(Some records)

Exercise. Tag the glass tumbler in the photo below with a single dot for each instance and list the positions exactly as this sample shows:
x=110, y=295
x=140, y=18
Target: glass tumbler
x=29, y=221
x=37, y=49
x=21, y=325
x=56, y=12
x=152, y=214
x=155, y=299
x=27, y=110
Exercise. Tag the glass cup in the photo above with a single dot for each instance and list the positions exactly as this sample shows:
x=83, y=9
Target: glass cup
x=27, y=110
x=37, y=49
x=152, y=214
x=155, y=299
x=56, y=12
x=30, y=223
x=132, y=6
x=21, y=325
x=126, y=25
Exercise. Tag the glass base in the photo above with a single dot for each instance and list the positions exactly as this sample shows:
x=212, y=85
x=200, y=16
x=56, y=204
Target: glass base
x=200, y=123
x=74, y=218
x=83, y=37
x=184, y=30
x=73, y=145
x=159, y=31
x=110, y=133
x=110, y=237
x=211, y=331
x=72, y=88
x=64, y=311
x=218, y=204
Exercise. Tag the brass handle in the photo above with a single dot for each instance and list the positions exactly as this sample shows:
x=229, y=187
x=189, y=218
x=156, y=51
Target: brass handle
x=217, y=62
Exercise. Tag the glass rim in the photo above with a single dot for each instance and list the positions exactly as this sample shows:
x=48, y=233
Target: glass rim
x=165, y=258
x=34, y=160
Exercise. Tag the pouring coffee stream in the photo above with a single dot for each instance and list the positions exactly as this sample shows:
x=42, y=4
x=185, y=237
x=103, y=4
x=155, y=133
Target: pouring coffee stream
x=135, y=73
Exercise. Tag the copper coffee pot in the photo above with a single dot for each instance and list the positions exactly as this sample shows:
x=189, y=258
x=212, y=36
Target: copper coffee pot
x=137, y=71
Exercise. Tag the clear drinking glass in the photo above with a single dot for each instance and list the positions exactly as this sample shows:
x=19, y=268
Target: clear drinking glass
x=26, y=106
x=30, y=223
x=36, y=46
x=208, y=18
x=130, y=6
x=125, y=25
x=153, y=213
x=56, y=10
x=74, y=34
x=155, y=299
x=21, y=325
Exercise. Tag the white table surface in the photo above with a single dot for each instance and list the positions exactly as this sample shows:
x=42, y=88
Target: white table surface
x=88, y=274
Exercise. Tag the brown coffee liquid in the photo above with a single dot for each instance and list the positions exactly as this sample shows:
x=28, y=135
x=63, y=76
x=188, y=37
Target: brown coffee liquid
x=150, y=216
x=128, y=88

• _Challenge_
Switch "coffee liquid" to "coffee" in the listing from the line containing "Exercise. Tag the brown" through the end of the listing, inclusive. Give back only those lines with everything else unchanged.

• _Result for this task_
Exercise. Tag the brown coffee in the photo above with a single dot for each instance and list the positions exactly as this sample shows:
x=28, y=135
x=63, y=76
x=188, y=37
Target: brown coffee
x=150, y=216
x=128, y=88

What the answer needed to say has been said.